Description of the task: Extend the explainer on North Carolina redistricting, beginning immediately after its final line.

Document extract:

━━━━━━

Here's What You Need To Know About Redistricting In NC

Aug 9, 2017
Originally published on August 10, 2017 1:59 pm

State lawmakers have started the process of implementing new political boundaries for the 2018 election, after federal judges invalidated 28 legislative districts for illegally gerrymandering black voters.

How did we get here?

The original decision to strike down the state’s maps came from a three-judge panel nearly a year ago. Now, legislators have to hear public comments, determine criteria for drawing districts, and establish new political maps – all by early September.

How big are each of these legislative districts?

The “one person, one vote” doctrine requires electoral districts to be roughly equal in population. To do this, lawmakers are using population figures from the 2010 census, as required by law, to draw proportional seats. Based on those figures, the ideal population for a North Carolina House district is 79,462 people and a state Senate district is about 190,710 people. Lawmakers can deviate from those figures by +/- 5-percent.

Are lawmakers simply redrawing 28 legislative districts?

It’s not that simple. Changing the boundaries for those 28 districts will in turn alter the outlines for many of the neighboring seats. It remains unclear precisely how many of the political puzzle pieces will be redrawn, although we now have a glimpse of some changes that appear imminent.

Where do things stand right now?

━━━━━━

Listed records:
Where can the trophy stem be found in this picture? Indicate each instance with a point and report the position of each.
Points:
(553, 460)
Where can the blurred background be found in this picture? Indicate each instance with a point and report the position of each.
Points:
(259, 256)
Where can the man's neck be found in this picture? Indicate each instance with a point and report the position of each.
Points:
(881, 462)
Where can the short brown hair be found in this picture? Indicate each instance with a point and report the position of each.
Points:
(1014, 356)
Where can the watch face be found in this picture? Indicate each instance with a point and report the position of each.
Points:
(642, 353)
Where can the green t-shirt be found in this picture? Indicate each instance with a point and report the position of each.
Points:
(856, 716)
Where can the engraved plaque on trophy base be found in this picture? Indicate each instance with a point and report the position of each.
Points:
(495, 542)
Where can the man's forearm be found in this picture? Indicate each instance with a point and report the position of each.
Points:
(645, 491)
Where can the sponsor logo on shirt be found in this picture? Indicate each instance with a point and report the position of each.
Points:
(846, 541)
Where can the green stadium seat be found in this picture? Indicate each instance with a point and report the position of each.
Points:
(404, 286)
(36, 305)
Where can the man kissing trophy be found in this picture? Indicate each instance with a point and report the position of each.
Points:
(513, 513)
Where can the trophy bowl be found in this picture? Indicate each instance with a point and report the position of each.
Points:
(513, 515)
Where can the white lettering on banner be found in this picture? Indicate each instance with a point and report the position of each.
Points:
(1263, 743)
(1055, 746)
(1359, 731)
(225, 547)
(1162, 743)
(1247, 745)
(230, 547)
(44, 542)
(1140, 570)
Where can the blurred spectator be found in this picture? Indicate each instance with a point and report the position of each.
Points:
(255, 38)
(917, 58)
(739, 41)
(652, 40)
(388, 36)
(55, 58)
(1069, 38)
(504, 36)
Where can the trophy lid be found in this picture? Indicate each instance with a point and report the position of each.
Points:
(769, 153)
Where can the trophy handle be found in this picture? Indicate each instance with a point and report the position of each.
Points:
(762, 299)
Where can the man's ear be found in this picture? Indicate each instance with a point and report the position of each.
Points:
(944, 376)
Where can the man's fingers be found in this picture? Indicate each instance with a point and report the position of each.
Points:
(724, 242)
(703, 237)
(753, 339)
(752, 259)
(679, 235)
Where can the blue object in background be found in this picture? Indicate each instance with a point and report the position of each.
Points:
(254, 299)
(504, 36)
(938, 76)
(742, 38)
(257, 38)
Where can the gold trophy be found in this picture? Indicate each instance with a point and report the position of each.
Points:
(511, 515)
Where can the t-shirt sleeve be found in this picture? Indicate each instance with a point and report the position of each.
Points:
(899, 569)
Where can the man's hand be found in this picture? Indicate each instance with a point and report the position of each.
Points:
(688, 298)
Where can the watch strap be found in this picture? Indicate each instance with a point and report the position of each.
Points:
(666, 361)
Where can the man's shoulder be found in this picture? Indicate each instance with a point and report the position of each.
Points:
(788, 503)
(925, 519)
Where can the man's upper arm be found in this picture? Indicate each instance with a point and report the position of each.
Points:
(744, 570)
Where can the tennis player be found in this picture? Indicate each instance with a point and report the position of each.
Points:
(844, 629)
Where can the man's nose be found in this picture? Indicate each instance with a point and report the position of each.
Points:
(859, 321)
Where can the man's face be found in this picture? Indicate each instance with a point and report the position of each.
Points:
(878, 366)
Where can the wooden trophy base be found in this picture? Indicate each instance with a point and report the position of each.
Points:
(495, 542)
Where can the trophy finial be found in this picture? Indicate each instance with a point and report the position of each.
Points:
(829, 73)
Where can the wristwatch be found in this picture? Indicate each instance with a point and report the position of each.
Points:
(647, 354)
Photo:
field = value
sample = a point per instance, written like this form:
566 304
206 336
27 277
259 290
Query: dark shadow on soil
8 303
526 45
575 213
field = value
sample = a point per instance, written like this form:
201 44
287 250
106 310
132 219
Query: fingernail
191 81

━━━━━━

Expected answer:
Last Friday, lawmakers released the county groupings that will be used to draw new maps. Lawmakers are expected to keep counties fully intact whenever possible. These groupings give us an indication of how many seats are going to come out of which areas. As two examples, these groupings show that there will be 11 House seats drawn from Wake County; and that in the Senate there will be four seats between Guilford, Alamance and Randolph.

Do these groupings tell us anything else?

Yes. These county groupings signal that some lawmakers will be double-bunked, others presently serving in ‘safe’ districts will face a far more challenging path to reelection, and some of these groupings will provide opportunities for outside candidates in new districts. The county groupings are not expected to change.

Wait, what is ‘double-bunking’?

Way to not be a political nerd. Double-bunking is one of the key tactics available to lawmakers when it comes to drawing political boundaries. Historically, new maps offer those in power the ability to ‘double-bunk’ – pitting two incumbents against each other in one district. This sometimes happens to members of the majority party who are a thorn in the side of leadership, and also to members of the minority party – often who are strong fundraisers, or seen as up-and-comers. Double-bunking isn’t always fueled by a personal vendetta.

North Carolina law requires a political candidate to have lived in his or her district for one year prior to running for office. However, the court waived that constitutional requirement for this election cycle. Candidates must now reside in their district by the close of the 2018 filing period. In other words two incumbents can still get double-bunked, but one (or both) would have a few months to establish residency elsewhere, if they wanted to run in another district.

So, who’s getting double-bunked?

If you look at the county groupings, a political themed game of musical chairs emerges - there are several groupings that are going to have more incumbents than seats.

Okay, in the Senate?

In the northwest corner of the state there is an eight county grouping that includes three incumbents – Republicans Deanna Ballard, Phil Berger, and Shirley Randleman – but will yield just two seats once maps are drawn. Berger, the leader of the Senate and its longest current serving member will have a multiple county district, including his home of Rockingham. That leaves one seat for Ballard and Randleman.

And what about the House? Any double-bunking there?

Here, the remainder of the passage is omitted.